## [TASK GOAL]
Copy everything from the line containing "in [1263, 221]." down to the end of the items, requests included, and leave out the pictures. Multiply each point coordinate in the answers by 2.55, rounding to whole numbers with halves rounded up, but keep the numbers in the requests and their format samples unchanged.

Items from a data source
>> begin

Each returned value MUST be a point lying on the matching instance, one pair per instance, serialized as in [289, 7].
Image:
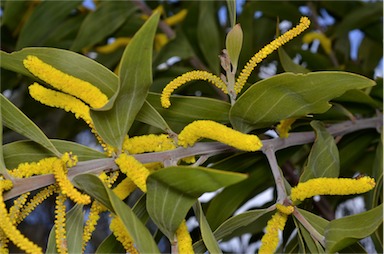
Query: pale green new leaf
[345, 231]
[289, 95]
[74, 229]
[98, 26]
[135, 78]
[323, 161]
[13, 118]
[172, 191]
[141, 236]
[206, 232]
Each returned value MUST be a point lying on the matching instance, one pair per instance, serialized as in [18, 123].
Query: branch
[200, 149]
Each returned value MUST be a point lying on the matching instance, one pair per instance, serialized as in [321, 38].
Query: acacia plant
[170, 131]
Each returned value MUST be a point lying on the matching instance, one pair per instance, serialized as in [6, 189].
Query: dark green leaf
[172, 192]
[140, 234]
[343, 232]
[291, 95]
[135, 78]
[206, 232]
[14, 119]
[323, 161]
[98, 26]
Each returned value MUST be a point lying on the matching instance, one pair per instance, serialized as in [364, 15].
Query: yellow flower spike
[184, 240]
[83, 90]
[66, 187]
[177, 18]
[325, 42]
[60, 232]
[186, 77]
[35, 201]
[90, 224]
[122, 235]
[124, 188]
[270, 240]
[284, 127]
[267, 50]
[148, 143]
[109, 48]
[134, 170]
[14, 211]
[216, 131]
[42, 167]
[331, 186]
[10, 230]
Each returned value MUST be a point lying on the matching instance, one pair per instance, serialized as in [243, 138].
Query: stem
[314, 233]
[23, 185]
[280, 187]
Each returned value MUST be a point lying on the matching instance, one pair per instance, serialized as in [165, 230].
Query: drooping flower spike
[83, 90]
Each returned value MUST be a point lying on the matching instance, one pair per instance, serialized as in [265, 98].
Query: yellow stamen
[10, 229]
[122, 235]
[331, 186]
[184, 240]
[134, 170]
[325, 42]
[270, 240]
[186, 77]
[284, 127]
[216, 131]
[267, 50]
[60, 232]
[83, 90]
[109, 48]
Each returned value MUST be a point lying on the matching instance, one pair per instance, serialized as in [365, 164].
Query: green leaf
[44, 20]
[345, 231]
[206, 232]
[208, 35]
[287, 63]
[28, 151]
[85, 68]
[98, 26]
[141, 236]
[233, 44]
[149, 115]
[74, 229]
[14, 119]
[291, 95]
[135, 78]
[323, 161]
[172, 191]
[186, 109]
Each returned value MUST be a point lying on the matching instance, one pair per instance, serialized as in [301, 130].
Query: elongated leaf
[290, 95]
[323, 161]
[149, 115]
[85, 68]
[343, 232]
[208, 35]
[98, 26]
[186, 109]
[206, 232]
[135, 78]
[28, 151]
[14, 119]
[74, 229]
[94, 186]
[44, 20]
[172, 192]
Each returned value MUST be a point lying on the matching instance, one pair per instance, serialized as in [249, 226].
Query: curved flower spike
[331, 186]
[216, 131]
[186, 77]
[83, 90]
[267, 50]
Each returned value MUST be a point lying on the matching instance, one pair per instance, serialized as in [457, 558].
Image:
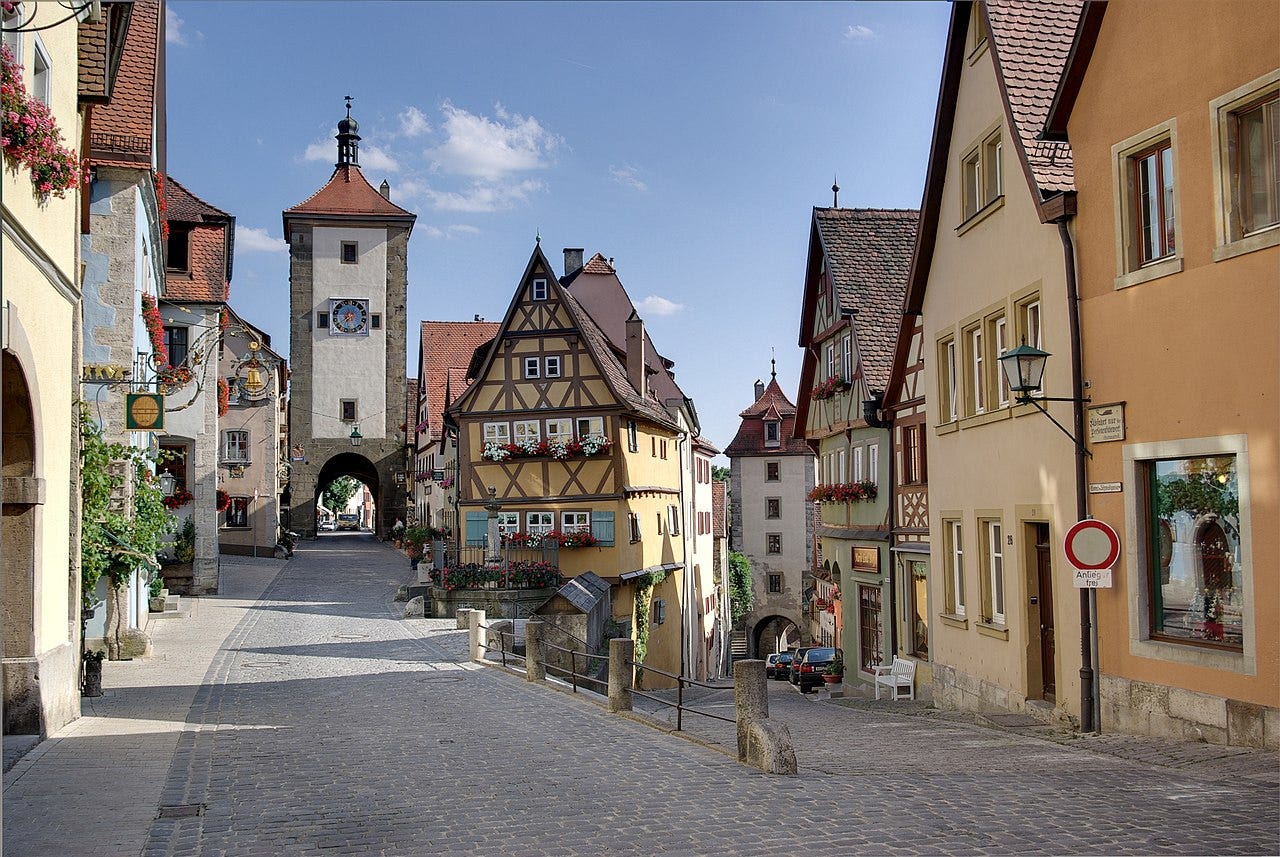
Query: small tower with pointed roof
[348, 284]
[771, 518]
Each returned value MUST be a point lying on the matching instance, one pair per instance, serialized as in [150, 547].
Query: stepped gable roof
[348, 193]
[869, 252]
[123, 128]
[599, 290]
[1031, 46]
[447, 348]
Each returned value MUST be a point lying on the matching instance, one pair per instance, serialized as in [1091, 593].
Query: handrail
[681, 681]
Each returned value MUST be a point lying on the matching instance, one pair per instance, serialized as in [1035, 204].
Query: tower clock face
[348, 316]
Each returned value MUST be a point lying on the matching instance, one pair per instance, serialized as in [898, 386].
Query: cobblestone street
[297, 714]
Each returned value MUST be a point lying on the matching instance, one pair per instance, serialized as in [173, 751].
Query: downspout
[1088, 596]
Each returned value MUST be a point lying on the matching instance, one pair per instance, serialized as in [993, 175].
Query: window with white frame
[497, 432]
[526, 431]
[995, 563]
[575, 522]
[236, 445]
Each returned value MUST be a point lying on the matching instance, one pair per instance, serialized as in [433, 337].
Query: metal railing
[681, 681]
[574, 676]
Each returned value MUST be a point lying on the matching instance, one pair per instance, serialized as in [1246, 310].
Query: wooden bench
[899, 678]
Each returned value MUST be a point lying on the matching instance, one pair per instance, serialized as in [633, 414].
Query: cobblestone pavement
[324, 724]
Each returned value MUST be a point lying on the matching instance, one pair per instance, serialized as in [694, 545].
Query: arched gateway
[348, 282]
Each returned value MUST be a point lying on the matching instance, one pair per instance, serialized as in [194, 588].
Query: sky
[688, 142]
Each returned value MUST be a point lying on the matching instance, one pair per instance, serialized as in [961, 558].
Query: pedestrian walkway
[297, 714]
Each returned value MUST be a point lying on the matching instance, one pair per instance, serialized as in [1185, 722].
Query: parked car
[796, 656]
[777, 664]
[814, 664]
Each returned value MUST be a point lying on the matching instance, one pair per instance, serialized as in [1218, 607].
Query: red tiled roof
[869, 252]
[447, 348]
[1031, 42]
[348, 192]
[122, 129]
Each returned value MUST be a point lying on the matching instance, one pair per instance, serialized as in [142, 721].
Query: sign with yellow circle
[144, 412]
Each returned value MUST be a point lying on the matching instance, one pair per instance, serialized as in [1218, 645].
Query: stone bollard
[479, 635]
[760, 742]
[535, 669]
[622, 674]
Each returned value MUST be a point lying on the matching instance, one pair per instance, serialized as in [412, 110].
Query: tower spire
[348, 138]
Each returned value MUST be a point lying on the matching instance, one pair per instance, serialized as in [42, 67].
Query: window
[176, 343]
[995, 563]
[1194, 536]
[526, 431]
[497, 432]
[561, 430]
[955, 571]
[236, 445]
[1247, 156]
[539, 522]
[981, 169]
[177, 248]
[590, 426]
[576, 522]
[237, 513]
[772, 432]
[508, 523]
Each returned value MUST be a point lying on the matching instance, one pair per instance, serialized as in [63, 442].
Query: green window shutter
[602, 527]
[478, 527]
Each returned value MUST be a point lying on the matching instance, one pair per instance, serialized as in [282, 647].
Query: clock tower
[348, 279]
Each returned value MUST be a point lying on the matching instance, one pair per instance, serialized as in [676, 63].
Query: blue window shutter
[478, 527]
[602, 527]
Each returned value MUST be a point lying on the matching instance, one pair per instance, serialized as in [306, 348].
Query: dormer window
[772, 432]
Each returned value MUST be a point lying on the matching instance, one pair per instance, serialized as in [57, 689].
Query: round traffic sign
[1092, 545]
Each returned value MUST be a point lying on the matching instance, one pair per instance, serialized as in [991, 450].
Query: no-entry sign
[1092, 548]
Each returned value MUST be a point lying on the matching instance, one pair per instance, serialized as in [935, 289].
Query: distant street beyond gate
[297, 714]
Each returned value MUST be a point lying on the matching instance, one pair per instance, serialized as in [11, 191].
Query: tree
[739, 586]
[338, 493]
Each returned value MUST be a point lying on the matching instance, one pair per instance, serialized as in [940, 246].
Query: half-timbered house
[854, 285]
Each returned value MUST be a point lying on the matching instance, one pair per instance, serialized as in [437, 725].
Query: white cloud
[657, 306]
[414, 123]
[250, 238]
[173, 30]
[492, 149]
[627, 177]
[484, 197]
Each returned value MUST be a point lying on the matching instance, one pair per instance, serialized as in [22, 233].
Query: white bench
[899, 678]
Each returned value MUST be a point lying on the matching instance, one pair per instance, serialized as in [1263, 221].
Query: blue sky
[689, 142]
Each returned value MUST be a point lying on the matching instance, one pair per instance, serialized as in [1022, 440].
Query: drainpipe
[1088, 603]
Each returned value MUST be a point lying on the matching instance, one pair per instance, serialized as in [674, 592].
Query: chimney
[572, 260]
[635, 354]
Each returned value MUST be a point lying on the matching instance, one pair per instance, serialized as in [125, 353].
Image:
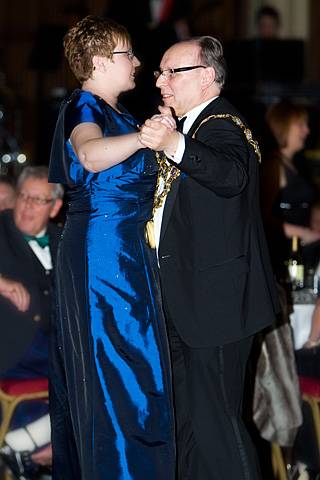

>> end

## [FULL RESPONSE]
Each returned value MUST be a point lying on the matching instance, one pair per instance, serialized as in [1263, 221].
Query: blue sky
[1757, 362]
Each returned value MUST be a point lying on the matching instance, one pair per instance, serialized as in [1022, 440].
Query: drainpipe
[2774, 1538]
Each returned value MUST be a point lying on the matching instance, one pair per instance, serialized as in [674, 592].
Query: chimney
[1459, 663]
[1619, 903]
Each returned value MUST be a point lying on the matching instance, one pair per instance, serialized as in [125, 353].
Image:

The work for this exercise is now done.